------ Recorded information ------
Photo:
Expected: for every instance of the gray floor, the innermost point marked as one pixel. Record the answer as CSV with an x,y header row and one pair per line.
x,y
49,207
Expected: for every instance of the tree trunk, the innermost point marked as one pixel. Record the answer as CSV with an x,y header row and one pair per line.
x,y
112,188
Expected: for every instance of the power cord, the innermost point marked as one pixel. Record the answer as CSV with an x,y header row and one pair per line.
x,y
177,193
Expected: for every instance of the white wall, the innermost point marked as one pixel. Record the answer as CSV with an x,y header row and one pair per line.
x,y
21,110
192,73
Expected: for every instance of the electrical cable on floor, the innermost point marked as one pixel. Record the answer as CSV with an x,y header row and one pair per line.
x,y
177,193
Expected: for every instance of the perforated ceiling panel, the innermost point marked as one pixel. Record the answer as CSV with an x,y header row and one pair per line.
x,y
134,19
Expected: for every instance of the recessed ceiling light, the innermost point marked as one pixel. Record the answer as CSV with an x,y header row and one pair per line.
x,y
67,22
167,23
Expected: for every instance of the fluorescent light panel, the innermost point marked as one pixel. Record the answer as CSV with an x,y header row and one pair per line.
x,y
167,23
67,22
------
Goal: Quote verbatim the line containing "Expected: for every instance of the perforated" and every line after it through the end of the records above.

Problem solution:
Expected: for every instance of the perforated ceiling panel, the innermost point marked as one pixel. Record the answer as CSV with an x,y header row and one pair per line.
x,y
134,19
Expected: for every instance of the recessed ceiling light, the innermost point marked as one pixel. Record the answer as CSV with an x,y header row and one pair per line.
x,y
67,22
167,23
Expected: for every instance of the fluorescent light panel, the innermost point marked as one pixel. Record the answer as CSV with an x,y header row and one pair per line.
x,y
167,23
67,22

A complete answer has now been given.